> _SET EXERCISE_
Here are some entries; quote each one exactly.

> _INFORMATION GIVEN_
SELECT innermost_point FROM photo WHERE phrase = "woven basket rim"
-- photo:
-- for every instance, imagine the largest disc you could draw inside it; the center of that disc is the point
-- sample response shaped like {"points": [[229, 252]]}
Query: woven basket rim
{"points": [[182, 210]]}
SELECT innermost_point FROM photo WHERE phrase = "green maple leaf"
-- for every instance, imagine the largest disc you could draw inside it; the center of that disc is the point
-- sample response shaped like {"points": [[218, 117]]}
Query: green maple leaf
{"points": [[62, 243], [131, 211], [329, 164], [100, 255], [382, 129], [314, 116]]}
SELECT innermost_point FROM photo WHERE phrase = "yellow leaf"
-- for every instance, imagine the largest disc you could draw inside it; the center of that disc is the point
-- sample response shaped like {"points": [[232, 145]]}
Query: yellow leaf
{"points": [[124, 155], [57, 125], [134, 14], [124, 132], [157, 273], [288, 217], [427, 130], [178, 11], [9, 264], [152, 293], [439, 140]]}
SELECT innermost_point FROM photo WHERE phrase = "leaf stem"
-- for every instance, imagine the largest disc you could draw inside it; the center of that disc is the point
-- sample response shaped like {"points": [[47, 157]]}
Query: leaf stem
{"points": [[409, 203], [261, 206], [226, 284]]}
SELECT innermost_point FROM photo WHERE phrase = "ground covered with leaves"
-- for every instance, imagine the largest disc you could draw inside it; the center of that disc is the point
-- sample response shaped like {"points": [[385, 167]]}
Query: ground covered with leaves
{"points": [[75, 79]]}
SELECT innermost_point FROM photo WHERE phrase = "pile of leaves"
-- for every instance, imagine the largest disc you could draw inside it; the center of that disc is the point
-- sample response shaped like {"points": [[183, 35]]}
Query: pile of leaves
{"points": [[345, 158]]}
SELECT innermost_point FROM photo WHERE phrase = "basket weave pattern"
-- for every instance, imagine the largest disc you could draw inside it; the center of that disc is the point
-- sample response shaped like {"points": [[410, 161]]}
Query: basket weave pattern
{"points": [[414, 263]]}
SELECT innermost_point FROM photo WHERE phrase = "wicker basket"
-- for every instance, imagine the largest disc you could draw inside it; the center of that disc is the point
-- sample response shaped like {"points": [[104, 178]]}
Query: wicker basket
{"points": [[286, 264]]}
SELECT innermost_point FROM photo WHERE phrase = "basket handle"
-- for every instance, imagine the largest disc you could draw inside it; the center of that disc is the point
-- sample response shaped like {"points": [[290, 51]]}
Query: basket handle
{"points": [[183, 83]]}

> _THE COMPLETED TASK_
SELECT innermost_point FROM photo WHERE phrase = "woven basket rim"
-- photo:
-- for every instance, imagine the largest disc you could draw inside it; the center of that disc is the point
-- sample response shaped like {"points": [[229, 252]]}
Query: woven basket rim
{"points": [[182, 210]]}
SELECT innermost_point FROM photo WHERE phrase = "green maple leaf"
-- for every instance, imagine the largest disc you could draw inside it; the center of that disc is the point
-- sample response shaped like {"points": [[218, 117]]}
Query: green maple leaf
{"points": [[62, 243], [131, 211], [329, 164], [100, 255], [382, 129], [314, 116]]}
SELECT innermost_point FROM photo WHERE phrase = "yellow leaf"
-- for every instance, imagine the largest disc you could draw inside it; the center of that disc is the point
-- sample response shaped like {"points": [[232, 145]]}
Query: yellow leaf
{"points": [[124, 155], [57, 125], [134, 14], [124, 132], [157, 273], [288, 217], [427, 130], [178, 11], [9, 264], [152, 293], [439, 140]]}
SELECT innermost_point FROM photo WHERE phrase = "leaf stem"
-- for every instance, imagine the largest disc you could draw inside it; the center of that disc is the point
-- sample response shaped like {"points": [[47, 157]]}
Query: leaf stem
{"points": [[409, 203], [261, 206], [226, 284]]}
SELECT innermost_point FROM photo WHERE phrase = "ground covered with leaves"
-- for every instance, imagine the largest disc you could draw inside it; the center of that disc is the point
-- sample response shaped like {"points": [[385, 167]]}
Query: ground covered with leaves
{"points": [[75, 79]]}
SELECT innermost_point FROM photo WHERE phrase = "pile of leaves"
-- for every instance, imagine the largest disc you could draw inside it; the center of that disc is the point
-- sample response shaped like {"points": [[183, 35]]}
Query: pile of leaves
{"points": [[345, 158]]}
SELECT innermost_point FROM photo WHERE phrase = "basket weave pattern"
-- for every instance, imagine the largest disc you could draw inside it; the center of that disc is the point
-- sample response shaped like {"points": [[410, 161]]}
Query: basket weave pattern
{"points": [[414, 263]]}
SELECT innermost_point FROM photo WHERE phrase = "wicker basket"
-- for every instance, imagine the largest disc you could draw inside it; the center of that disc is the point
-- sample response shaped like {"points": [[104, 178]]}
Query: wicker basket
{"points": [[286, 264]]}
SELECT innermost_point FROM photo WHERE phrase = "basket handle"
-- for every instance, imagine the largest disc you could draw inside it; the center of that disc is the point
-- sample response shaped like {"points": [[290, 51]]}
Query: basket handle
{"points": [[183, 83]]}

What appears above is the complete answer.